Rewrite the records starting at the line that contains "Could you please locate the man in" and ending at the line that contains "<point>170,346</point>", with "man" changed to "woman" and nothing else altered.

»»

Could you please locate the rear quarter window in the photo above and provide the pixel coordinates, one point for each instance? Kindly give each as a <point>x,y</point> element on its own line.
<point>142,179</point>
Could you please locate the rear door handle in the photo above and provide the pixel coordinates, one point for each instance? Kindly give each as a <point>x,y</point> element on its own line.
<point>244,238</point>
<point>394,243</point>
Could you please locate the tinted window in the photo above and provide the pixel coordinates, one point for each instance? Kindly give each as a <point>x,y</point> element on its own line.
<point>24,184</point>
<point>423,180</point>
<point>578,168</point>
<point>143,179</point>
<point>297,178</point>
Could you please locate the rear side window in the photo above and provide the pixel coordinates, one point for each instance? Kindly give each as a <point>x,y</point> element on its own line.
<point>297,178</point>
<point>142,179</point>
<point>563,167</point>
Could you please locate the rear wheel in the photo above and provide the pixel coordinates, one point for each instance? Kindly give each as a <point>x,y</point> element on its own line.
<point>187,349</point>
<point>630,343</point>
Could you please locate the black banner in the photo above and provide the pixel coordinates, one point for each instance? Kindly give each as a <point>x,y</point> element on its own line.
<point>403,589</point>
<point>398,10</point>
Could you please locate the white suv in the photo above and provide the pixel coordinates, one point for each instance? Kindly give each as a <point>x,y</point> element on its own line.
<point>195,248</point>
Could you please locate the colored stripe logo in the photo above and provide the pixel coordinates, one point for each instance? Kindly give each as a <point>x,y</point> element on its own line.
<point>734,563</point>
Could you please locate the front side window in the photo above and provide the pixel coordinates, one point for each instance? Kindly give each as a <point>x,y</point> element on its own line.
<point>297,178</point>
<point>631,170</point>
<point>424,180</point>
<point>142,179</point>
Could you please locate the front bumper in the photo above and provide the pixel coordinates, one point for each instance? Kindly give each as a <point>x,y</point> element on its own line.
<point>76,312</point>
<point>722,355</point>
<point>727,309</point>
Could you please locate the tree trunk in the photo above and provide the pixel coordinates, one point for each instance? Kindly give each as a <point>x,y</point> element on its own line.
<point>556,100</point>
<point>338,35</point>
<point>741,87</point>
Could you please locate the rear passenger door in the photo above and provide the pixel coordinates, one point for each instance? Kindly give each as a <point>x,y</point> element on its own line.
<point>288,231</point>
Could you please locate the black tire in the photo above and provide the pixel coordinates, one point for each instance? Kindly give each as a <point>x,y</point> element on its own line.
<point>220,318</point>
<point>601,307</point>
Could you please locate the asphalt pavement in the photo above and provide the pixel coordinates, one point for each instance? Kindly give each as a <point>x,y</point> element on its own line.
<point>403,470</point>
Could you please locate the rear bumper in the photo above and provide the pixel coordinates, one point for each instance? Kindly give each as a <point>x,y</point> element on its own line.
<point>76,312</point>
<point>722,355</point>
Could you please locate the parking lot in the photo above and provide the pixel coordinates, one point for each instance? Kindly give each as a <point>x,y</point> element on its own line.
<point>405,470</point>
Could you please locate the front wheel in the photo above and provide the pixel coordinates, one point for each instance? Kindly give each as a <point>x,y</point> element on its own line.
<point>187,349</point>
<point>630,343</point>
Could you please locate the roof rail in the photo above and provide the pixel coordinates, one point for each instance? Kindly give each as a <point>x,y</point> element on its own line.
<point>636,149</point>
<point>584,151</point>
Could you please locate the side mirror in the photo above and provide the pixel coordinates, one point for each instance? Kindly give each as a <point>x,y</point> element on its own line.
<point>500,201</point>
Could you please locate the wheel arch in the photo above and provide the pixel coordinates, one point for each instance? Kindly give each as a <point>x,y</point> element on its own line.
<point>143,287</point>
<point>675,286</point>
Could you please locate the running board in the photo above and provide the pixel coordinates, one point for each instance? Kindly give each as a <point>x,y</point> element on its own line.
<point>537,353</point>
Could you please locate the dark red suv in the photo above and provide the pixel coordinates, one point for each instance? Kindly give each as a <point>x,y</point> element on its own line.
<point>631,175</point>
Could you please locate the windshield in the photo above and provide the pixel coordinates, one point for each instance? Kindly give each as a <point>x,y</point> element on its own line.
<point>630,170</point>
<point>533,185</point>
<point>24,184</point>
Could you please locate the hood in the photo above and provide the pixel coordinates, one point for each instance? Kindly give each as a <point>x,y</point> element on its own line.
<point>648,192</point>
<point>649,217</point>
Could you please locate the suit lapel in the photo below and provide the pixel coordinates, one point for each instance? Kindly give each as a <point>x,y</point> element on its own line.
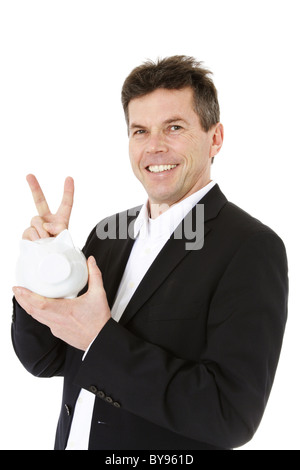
<point>173,252</point>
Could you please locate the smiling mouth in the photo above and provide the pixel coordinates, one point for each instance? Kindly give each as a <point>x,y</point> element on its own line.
<point>160,168</point>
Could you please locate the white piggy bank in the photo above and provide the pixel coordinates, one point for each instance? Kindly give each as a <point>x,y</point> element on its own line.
<point>52,267</point>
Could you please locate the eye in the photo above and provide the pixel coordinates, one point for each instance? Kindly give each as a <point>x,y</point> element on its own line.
<point>175,127</point>
<point>139,132</point>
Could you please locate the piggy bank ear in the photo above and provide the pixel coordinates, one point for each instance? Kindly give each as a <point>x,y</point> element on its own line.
<point>65,238</point>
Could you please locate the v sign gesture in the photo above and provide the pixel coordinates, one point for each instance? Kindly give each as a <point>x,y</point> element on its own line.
<point>46,224</point>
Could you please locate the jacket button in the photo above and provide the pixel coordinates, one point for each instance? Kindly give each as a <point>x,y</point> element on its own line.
<point>93,389</point>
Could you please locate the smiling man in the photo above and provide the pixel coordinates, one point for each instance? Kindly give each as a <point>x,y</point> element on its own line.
<point>167,347</point>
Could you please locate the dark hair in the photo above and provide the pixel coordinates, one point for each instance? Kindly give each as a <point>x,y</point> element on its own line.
<point>175,73</point>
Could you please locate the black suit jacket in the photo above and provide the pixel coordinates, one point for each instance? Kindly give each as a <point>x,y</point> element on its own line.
<point>191,363</point>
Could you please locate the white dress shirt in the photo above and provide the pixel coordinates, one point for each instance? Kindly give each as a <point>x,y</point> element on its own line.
<point>151,235</point>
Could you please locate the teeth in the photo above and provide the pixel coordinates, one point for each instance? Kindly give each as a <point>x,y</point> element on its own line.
<point>159,168</point>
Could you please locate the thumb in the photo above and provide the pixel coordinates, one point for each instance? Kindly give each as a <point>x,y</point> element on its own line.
<point>95,276</point>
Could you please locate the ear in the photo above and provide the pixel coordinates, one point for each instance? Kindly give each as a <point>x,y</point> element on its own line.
<point>65,238</point>
<point>216,139</point>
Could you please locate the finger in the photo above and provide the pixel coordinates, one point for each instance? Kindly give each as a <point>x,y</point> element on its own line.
<point>38,196</point>
<point>95,277</point>
<point>54,228</point>
<point>66,205</point>
<point>42,309</point>
<point>38,224</point>
<point>30,234</point>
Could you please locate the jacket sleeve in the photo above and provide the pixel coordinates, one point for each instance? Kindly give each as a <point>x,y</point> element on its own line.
<point>41,353</point>
<point>219,399</point>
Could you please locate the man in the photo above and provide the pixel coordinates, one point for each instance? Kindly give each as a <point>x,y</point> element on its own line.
<point>170,346</point>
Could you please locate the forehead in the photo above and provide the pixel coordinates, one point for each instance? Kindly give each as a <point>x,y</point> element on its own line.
<point>161,104</point>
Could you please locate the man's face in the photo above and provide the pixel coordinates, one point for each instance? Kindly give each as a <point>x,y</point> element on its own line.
<point>169,152</point>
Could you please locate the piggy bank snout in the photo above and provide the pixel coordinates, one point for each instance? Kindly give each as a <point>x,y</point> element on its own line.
<point>54,268</point>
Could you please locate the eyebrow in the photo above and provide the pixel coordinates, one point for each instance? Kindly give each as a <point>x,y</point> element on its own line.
<point>167,121</point>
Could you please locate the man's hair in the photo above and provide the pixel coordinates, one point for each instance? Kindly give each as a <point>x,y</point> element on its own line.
<point>175,73</point>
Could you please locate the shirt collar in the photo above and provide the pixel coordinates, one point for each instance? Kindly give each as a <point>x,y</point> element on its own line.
<point>170,219</point>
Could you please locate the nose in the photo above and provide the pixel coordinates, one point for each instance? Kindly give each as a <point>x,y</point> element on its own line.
<point>156,144</point>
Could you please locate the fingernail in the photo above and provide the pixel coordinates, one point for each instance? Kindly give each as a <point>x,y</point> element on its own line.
<point>17,290</point>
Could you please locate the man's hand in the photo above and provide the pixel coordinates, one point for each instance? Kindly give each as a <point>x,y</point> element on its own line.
<point>75,321</point>
<point>46,224</point>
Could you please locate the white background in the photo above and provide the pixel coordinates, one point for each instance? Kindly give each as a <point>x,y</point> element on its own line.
<point>62,65</point>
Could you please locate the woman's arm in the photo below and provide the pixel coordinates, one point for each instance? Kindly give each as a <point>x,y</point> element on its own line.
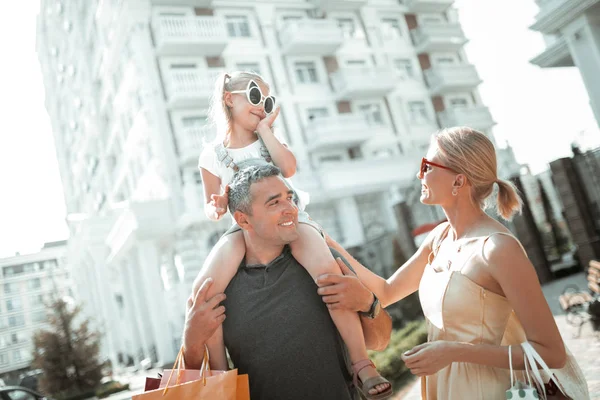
<point>211,185</point>
<point>404,281</point>
<point>511,268</point>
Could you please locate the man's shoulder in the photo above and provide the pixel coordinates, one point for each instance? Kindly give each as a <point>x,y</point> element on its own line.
<point>287,255</point>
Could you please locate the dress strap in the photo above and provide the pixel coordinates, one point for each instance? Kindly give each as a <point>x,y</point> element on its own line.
<point>505,234</point>
<point>437,243</point>
<point>224,157</point>
<point>264,152</point>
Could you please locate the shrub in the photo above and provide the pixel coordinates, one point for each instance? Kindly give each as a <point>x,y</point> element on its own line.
<point>388,362</point>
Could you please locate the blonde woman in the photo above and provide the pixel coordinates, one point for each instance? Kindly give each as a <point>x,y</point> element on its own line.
<point>244,110</point>
<point>472,274</point>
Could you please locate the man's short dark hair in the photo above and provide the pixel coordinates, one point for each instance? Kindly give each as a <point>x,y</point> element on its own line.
<point>240,198</point>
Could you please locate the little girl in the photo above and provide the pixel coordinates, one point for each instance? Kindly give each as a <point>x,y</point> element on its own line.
<point>244,111</point>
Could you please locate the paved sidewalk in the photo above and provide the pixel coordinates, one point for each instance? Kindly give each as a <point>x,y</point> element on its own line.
<point>585,348</point>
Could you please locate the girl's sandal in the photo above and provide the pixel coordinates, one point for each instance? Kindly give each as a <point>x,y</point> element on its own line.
<point>370,383</point>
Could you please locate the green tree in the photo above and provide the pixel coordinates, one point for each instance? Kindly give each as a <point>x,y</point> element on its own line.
<point>67,352</point>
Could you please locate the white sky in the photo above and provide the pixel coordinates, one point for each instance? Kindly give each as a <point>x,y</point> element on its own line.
<point>534,108</point>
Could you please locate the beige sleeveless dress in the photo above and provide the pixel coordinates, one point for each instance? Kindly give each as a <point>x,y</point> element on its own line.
<point>458,309</point>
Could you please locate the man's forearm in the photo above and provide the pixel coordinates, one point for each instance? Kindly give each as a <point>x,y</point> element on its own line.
<point>377,331</point>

««

**Final result:**
Could you please locate the woman in the photo above and provide the pixel coordinates, one point for each instance? Kindly give each as a <point>x,y</point> element on its own line.
<point>170,346</point>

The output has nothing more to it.